■ **TEXT SHOWN**
--

Most of all -- don't let the world unravel (a creative video you gotta check out)!

Let's go green! What are some things to think about or do within the next twelve months?
  1. Use products made from organic fabrics and organic cotton
  2. Cut down or eliminate the use of plastic bags for groceries and shopping by making your own totes. Use a sheet! Do as is shown in the photo and make a ton of totes from one sheet. Posh Patterns by Jackie's Designs offers a free bread tote pattern.
  3. Reuse fabrics for art quilts and utility quilts or whatever you can think up. Our grandmothers did this during the Great Depression -- we can do the same thing and probably do it better. Denim jeans make great quilts for example. Or scrap memory quilts made from favorite clothing. Deb's blog gives an interesting list of denim uses from pot holders to lunch bags and beyond. I just thought about denim pockets with backing and stuffing to sit under flower pots to protect your countertops.
  4. Use eco-friendly batting. Maybe Dream Green, Warm and Safe eco-friendly and fire retardant,
  5. Join the 'Use What You Have' program and take 30 days in which you use only what is in your stash, do not buy, recycle or use the odds and ends around the house.
  6. Make something out of rag strips. Weave it, knit it, crochet or string piece into usable art or wall art or just something usable. Tote bags, rugs, mats, dog and cat beds, placemats, you'll think of something.
  7. Use leftover batting. Check out these 101 uses that include everything from dust cloths to chink in drafty windows to fill around quilts you're mailing. Or maybe splice the scraps together into a large batting.
  8. Maybe not exactly green, but use your fabrics to make a charity quilt for a deserving, yet needful person or animal.
  9. Use vegetable tanned leather rather that leather produced using the chrome tanning method
  10. Make your exhibits and quilt shows -- green. For example do not sell or distribute bottled water. Reduce landfill waste by thinking about every aspect of the show from handouts to food service.
  11. Embellish your quilts with 'found' objects -- found in nature and around the house. That orphaned button or maybe even an orphaned sock!
And a few extra thoughts
  1. Sew and quilt in the sunlight. Or if possible build your life around the sun -- when its up, so are you, when it's down -- you could head for bed and reduce electric consumption.
  2. Cut down or eliminate the use of chemical fabric sprays and harmful or harsh or wasteful additives.
  3. Use eco-friendly dyes and dye techniques -- Susan Shie advocates this in every one of her classes.
  4. Quilt and sew by hand instead of revving up a sewing machine.
  5. Make miniature quilts to use up scraps or journal or post card quilts.
  6. Learn to make your own starch and dyes and glues from organic and environment friendly ingredients.

--

(Records)
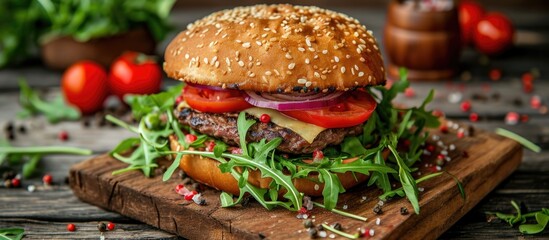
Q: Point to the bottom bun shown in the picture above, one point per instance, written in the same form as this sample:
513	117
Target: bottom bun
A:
206	171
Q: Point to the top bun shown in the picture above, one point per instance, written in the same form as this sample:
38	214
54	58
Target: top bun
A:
276	48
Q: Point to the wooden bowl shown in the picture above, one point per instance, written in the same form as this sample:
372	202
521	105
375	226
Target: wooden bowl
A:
61	52
427	43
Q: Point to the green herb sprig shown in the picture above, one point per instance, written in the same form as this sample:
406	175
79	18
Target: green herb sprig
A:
541	217
11	233
54	111
30	156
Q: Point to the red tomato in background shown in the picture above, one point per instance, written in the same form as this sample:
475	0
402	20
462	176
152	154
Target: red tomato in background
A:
470	13
493	34
134	73
208	100
354	110
84	85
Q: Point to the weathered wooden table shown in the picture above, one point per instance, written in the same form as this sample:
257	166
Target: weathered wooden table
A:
45	213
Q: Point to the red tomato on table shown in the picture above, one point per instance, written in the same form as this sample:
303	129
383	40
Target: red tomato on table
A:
493	34
84	85
134	73
352	111
216	101
470	13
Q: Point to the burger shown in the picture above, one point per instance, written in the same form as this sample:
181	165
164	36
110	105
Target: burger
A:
281	102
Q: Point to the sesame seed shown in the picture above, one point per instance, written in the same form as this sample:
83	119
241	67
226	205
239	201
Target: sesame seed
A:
291	66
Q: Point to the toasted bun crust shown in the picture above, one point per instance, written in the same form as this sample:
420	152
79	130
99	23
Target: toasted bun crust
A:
206	171
281	48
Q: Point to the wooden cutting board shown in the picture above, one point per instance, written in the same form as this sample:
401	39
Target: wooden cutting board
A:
480	162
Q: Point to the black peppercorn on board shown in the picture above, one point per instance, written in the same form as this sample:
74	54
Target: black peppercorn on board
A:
480	161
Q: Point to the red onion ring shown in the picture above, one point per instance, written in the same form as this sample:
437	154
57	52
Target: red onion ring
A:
293	102
207	87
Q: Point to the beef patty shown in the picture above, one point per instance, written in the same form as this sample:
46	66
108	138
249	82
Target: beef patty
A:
223	126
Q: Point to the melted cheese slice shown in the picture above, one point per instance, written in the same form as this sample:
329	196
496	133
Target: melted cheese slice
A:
306	130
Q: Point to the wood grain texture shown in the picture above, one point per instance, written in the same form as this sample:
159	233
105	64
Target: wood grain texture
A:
491	159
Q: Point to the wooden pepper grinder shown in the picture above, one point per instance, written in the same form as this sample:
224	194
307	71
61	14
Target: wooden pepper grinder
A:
424	37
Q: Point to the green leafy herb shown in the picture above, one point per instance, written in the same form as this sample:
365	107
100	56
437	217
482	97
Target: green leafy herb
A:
11	233
346	214
54	111
381	133
30	156
525	142
26	24
541	217
341	233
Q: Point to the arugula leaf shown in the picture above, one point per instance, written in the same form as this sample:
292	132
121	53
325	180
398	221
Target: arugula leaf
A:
332	188
352	146
542	220
243	125
12	233
407	181
54	111
541	217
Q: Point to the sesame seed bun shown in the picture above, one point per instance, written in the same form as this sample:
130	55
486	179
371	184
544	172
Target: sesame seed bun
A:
276	48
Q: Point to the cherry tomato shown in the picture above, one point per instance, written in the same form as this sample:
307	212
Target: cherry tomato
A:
470	13
493	34
208	100
353	111
84	85
134	73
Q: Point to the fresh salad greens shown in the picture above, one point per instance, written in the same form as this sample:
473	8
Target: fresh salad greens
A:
386	127
11	233
54	111
30	156
541	217
26	23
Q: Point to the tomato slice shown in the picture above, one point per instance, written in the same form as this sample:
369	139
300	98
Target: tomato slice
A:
354	110
214	101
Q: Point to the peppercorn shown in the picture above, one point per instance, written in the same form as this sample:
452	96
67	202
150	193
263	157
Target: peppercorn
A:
110	226
22	129
308	223
8	175
378	210
313	233
337	226
403	211
71	227
102	227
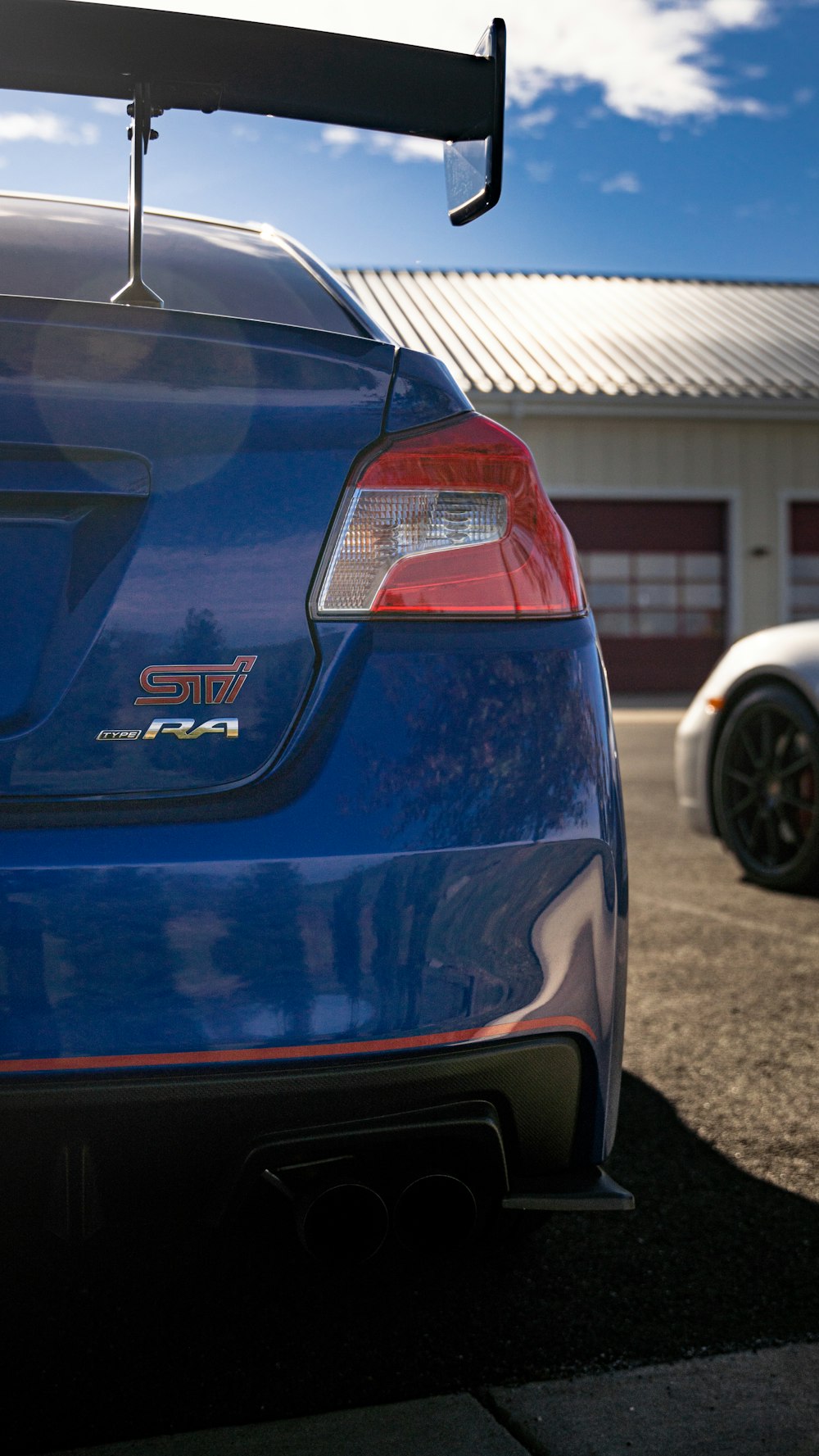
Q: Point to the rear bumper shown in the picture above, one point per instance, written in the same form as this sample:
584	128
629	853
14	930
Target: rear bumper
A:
434	873
91	1152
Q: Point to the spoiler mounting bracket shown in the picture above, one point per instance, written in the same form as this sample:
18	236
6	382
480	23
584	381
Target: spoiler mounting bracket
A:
140	133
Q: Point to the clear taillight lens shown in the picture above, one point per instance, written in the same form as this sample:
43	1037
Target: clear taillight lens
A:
450	520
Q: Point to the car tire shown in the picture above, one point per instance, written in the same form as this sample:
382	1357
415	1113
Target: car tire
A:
766	788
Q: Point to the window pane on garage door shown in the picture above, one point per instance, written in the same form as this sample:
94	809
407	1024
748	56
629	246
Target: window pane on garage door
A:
655	574
803	561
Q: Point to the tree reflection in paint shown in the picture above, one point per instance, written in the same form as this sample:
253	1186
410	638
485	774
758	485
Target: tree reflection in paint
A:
515	755
266	948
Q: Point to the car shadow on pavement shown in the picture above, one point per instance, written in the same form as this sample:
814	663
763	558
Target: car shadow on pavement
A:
176	1334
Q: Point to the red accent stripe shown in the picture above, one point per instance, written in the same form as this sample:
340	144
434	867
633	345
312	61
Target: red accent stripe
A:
332	1049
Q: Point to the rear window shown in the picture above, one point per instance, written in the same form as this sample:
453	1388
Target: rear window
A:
75	251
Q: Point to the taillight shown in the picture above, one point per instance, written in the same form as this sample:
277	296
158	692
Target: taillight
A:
450	520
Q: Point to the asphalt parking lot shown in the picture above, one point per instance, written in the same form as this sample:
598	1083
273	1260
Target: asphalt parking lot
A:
717	1141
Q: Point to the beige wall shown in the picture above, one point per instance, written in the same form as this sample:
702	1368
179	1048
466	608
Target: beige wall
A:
755	465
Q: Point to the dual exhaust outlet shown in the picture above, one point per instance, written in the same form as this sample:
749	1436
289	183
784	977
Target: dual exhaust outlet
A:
346	1219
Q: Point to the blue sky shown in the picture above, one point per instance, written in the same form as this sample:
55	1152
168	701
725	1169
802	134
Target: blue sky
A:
643	136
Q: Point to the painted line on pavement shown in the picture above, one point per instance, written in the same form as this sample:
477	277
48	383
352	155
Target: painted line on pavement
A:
648	715
725	918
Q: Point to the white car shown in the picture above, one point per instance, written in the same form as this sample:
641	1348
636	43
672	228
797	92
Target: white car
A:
747	756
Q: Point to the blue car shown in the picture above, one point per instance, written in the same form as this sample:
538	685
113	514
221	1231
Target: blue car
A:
311	855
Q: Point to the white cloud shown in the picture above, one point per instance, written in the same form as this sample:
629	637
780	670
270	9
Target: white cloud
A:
540	117
383	143
45	125
623	183
652	60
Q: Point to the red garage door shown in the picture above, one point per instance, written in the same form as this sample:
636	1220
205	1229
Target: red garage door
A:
803	561
656	580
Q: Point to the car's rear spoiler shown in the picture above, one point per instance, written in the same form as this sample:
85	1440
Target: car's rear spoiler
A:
157	60
213	65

--

■ **TASKS TO PERFORM**
a) Translate this sentence from the green quilting tips into Spanish: "Quilt and sew by hand instead of revving up a sewing machine."
b) Answer these questions using the green quilting tips:
(i) What does Posh Patterns by Jackie's Designs offer for free?
(ii) How many days does the 'Use What You Have' program last?
(iii) Who advocates eco-friendly dyes and dye techniques in every one of her classes?

■ **EXERCISE RESPONSES**
a) Acolcha y cose a mano en lugar de poner en marcha una máquina de coser.

b)
(i) A bread tote pattern.
(ii) 30 days.
(iii) Susan Shie.